[Exercise requirements]: Reproduce each of the records below line for line, with no changes.

··· Data to use ···

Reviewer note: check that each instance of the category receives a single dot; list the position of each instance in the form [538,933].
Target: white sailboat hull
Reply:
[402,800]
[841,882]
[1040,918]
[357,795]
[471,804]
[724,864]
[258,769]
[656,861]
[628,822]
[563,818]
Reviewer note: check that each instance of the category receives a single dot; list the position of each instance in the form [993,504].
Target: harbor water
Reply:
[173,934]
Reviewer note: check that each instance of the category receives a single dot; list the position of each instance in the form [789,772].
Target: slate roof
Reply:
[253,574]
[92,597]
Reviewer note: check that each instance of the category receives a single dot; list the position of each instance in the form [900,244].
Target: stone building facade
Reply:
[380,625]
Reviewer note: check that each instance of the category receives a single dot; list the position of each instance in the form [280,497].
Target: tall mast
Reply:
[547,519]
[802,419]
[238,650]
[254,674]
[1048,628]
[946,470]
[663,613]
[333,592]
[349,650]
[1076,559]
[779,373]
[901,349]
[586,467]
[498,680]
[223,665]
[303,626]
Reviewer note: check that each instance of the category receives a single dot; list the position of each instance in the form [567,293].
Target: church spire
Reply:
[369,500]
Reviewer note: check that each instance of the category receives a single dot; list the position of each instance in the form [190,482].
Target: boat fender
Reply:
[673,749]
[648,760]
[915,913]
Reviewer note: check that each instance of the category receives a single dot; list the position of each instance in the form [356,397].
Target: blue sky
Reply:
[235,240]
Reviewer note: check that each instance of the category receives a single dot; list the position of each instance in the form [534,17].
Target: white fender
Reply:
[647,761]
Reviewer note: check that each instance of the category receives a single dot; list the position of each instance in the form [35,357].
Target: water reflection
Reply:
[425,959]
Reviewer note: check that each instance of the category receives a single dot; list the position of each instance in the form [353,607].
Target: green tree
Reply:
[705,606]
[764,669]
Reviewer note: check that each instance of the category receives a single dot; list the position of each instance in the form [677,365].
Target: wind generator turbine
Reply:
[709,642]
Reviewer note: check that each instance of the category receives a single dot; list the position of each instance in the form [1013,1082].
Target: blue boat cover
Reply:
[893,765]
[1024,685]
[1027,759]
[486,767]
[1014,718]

···

[Answer to the exercise]:
Reviewer note: check that each instance of the category receives a single dot; list the position of each instance in the form [538,933].
Target: white sailboat hull
Reply:
[402,800]
[841,882]
[1040,918]
[357,795]
[471,804]
[724,864]
[258,769]
[656,861]
[628,822]
[563,818]
Reviewer note: check that each instance of the category receives a single dot; list the position of each instance in the form [993,504].
Target: harbor water
Reply:
[173,934]
Reviewer note: check that each instance of the category receives a single dot; list the position of each instance in the form [789,772].
Target: slate roof
Reply:
[253,574]
[92,597]
Reviewer note: check that each instance of the category receives a single dot; list the position of each instance in the form [900,244].
Target: stone building facade
Reply:
[380,625]
Reviewer note: check that each instance of the category receives a single dot; list the position of each instance in the form [280,497].
Target: tall mast
Reply:
[547,519]
[802,419]
[238,650]
[254,674]
[1048,628]
[946,470]
[663,613]
[333,592]
[349,650]
[1076,559]
[779,373]
[901,349]
[586,467]
[498,680]
[223,665]
[303,626]
Reviewer note: check that each instance of the category receives a single dot; list the position of each instance in the form [567,293].
Target: church spire
Reply:
[369,500]
Reviewer note: check that each instance of the category receives a single dot; list the position of each instance in the form [190,482].
Target: boat fender
Reply:
[673,749]
[648,760]
[915,913]
Reviewer note: check that each instance of the category receives a single dot; list the position of each instance in the form [356,397].
Target: blue sky
Reply:
[235,240]
Reviewer note: check that each instance of the category receives a single dot; list the position of each instance in the form [534,17].
Target: white fender
Reply:
[647,761]
Reviewer note: check that each instance of the category receives a single dot; list the position of each instance in the form [35,357].
Target: water reflection
Reply:
[425,959]
Reviewer note: check that each instance of the category receives a single dot; list the position of each instance in the form [353,607].
Target: green tree
Reply:
[705,606]
[764,669]
Reviewer note: check that each instance of the category receives a single dot; list the position of each instance in the form [677,365].
Target: wind generator turbine
Reply:
[709,642]
Reviewer note: check that each instance of the category receives a single dot; list the position of each instance in the form [1013,1082].
Target: blue boat cover
Reply:
[893,765]
[1024,685]
[1027,759]
[486,767]
[1014,718]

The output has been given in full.